--- REQUIRED WORK ---
The entries are to be output in full, word for word.

_ _ _ _ _ _ _

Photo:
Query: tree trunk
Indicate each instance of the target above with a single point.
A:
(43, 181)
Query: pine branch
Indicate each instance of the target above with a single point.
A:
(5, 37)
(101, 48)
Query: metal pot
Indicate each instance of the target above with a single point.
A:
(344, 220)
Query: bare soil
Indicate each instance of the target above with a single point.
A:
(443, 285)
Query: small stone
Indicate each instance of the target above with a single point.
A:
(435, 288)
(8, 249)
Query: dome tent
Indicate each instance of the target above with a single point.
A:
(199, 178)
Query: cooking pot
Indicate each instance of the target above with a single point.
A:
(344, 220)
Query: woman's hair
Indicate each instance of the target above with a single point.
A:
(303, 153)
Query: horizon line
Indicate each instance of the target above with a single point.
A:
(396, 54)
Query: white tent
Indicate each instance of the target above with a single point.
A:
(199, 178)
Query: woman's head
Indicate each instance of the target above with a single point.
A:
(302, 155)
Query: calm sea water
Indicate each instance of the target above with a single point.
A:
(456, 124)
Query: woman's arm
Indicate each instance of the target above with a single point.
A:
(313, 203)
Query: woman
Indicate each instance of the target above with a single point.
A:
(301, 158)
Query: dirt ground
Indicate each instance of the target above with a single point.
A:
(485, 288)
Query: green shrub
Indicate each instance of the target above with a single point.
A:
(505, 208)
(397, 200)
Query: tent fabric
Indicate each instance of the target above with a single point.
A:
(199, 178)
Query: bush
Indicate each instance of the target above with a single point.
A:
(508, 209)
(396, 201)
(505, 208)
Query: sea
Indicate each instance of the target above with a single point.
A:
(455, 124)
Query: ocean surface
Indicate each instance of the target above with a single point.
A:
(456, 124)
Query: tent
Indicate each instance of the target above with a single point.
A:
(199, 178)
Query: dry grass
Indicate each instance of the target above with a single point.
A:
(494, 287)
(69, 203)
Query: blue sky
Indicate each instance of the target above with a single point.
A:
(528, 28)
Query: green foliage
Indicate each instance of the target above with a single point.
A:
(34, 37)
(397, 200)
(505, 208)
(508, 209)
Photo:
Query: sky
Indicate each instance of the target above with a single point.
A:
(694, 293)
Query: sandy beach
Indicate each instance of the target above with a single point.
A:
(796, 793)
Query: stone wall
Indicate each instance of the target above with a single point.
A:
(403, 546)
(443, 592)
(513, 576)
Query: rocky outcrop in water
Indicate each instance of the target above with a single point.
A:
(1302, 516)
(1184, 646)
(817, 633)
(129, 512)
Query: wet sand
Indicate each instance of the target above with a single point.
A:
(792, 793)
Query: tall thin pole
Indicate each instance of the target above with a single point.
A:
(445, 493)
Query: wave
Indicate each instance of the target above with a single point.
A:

_ _ _ _ _ _ _

--- SOLVED EXERCISE ---
Photo:
Query: tree trunk
Indicate each instance of the target above with a single point.
A:
(43, 181)
Query: pine branch
Indicate each instance of the target above with a single point.
A:
(5, 37)
(101, 48)
Query: metal pot
Indicate each instance of the target above with a single point.
A:
(344, 220)
Query: bare soil
Indicate each instance of the target above with a single point.
A:
(443, 285)
Query: small stone
Indicate each instance of the target above with a single point.
A:
(435, 288)
(8, 249)
Query: dome tent
Indicate each instance of the target above with a single point.
A:
(199, 178)
Query: cooking pot
Indicate each instance of the target above with a single point.
A:
(344, 220)
Query: woman's hair
Indicate each instance of the target above with a single point.
A:
(303, 153)
Query: horizon line
Indicate each instance of the target above with a single point.
A:
(396, 54)
Query: white tent
Indicate each instance of the target above with a single point.
A:
(199, 178)
Query: woman's head
Indicate each instance of the target above with a single point.
A:
(302, 155)
Query: calm sea water
Indicate each instance of the target above with a single point.
A:
(456, 124)
Query: woman's arm
Indicate each instance of the target above with a single point.
A:
(313, 203)
Query: woman
Indicate each instance of the target above with a single point.
A:
(301, 158)
Query: dirt ground
Indicate each instance of the target above with a single point.
A:
(485, 288)
Query: green shrub
Indicate each instance of the target above with a single point.
A:
(505, 208)
(397, 200)
Query: tent fabric
Indicate each instance of the target above with a single point.
A:
(199, 178)
Query: bush
Indicate each instance of the target above with a single point.
A:
(508, 209)
(396, 201)
(505, 208)
Query: sea
Indicate each instance of the target above with a single point.
A:
(455, 124)
Query: ocean surface
Indicate each instance of the target above with a single point.
A:
(456, 124)
Query: tent
Indicate each instance of the target above with a single point.
A:
(199, 178)
Query: dry grass
Indicate each instance of the target above with a single point.
A:
(494, 287)
(69, 203)
Query: blue sky
Indicate each instance of the target above with a single point.
A:
(528, 28)
Query: green foliage
Indicate each instance of the target above with a single point.
A:
(34, 37)
(397, 200)
(505, 208)
(508, 209)
Photo:
Query: sky
Indicate each instance of the target above with a single point.
A:
(694, 293)
Query: sandy beach
Indicate each instance of the target above with a single point.
A:
(796, 793)
Query: stone wall
Indicate each instance of the target above with a single point.
A:
(403, 546)
(443, 592)
(513, 576)
Query: rocky outcrop in water
Indicate each instance of the target above with a single point.
A:
(1302, 516)
(1184, 646)
(817, 633)
(129, 512)
Query: wet sand
Indicate each instance of the target above with a single point.
A:
(792, 793)
Query: tall thin pole
Indicate each instance of the target above with a single point.
A:
(445, 493)
Query: wave
Indicate each instance of the target above with a single point.
A:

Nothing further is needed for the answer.